Stored data ::
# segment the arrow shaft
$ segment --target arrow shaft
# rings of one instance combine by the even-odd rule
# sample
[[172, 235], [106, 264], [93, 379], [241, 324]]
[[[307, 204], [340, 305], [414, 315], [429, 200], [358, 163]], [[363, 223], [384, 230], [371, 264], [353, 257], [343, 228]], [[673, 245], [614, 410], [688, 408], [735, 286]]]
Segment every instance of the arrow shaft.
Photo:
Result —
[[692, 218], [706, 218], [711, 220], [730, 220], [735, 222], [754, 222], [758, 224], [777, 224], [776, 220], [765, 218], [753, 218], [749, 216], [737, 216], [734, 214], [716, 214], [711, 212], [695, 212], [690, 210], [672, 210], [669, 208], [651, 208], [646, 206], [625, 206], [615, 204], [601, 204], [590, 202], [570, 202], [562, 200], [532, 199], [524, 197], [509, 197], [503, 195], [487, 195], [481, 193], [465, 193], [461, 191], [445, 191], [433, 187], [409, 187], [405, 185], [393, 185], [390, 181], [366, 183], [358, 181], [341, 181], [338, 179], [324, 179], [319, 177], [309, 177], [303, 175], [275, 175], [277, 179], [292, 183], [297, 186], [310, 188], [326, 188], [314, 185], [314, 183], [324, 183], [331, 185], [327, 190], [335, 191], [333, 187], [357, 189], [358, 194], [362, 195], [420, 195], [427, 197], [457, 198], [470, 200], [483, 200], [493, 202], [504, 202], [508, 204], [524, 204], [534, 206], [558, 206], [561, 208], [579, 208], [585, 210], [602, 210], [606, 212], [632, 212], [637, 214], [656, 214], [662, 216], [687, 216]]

Task description :: Extract all of the data shown above without alteration.

Task output ::
# segment the arrow shaft
$ segment --target arrow shaft
# rings of one instance combine by the even-odd rule
# sample
[[172, 235], [106, 264], [93, 379], [241, 324]]
[[[307, 204], [340, 305], [414, 315], [429, 200], [358, 163]], [[363, 223], [384, 230], [371, 264], [353, 257], [343, 228]], [[673, 245], [614, 410], [688, 408], [735, 286]]]
Segment every instance of the arrow shaft.
Photo:
Result —
[[692, 218], [706, 218], [711, 220], [730, 220], [735, 222], [754, 222], [758, 224], [777, 224], [776, 220], [765, 218], [753, 218], [749, 216], [737, 216], [734, 214], [716, 214], [711, 212], [695, 212], [690, 210], [672, 210], [669, 208], [651, 208], [646, 206], [625, 206], [615, 204], [601, 204], [590, 202], [570, 202], [562, 200], [532, 199], [524, 197], [509, 197], [503, 195], [487, 195], [481, 193], [465, 193], [461, 191], [445, 191], [433, 187], [409, 187], [405, 185], [393, 185], [390, 181], [366, 183], [358, 181], [341, 181], [338, 179], [324, 179], [319, 177], [309, 177], [303, 175], [275, 175], [277, 179], [292, 183], [297, 186], [310, 188], [326, 188], [314, 185], [314, 183], [324, 183], [331, 185], [327, 190], [335, 191], [333, 187], [357, 189], [358, 194], [362, 195], [420, 195], [427, 197], [457, 198], [470, 200], [483, 200], [493, 202], [504, 202], [508, 204], [524, 204], [534, 206], [558, 206], [561, 208], [579, 208], [585, 210], [602, 210], [606, 212], [632, 212], [637, 214], [656, 214], [662, 216], [687, 216]]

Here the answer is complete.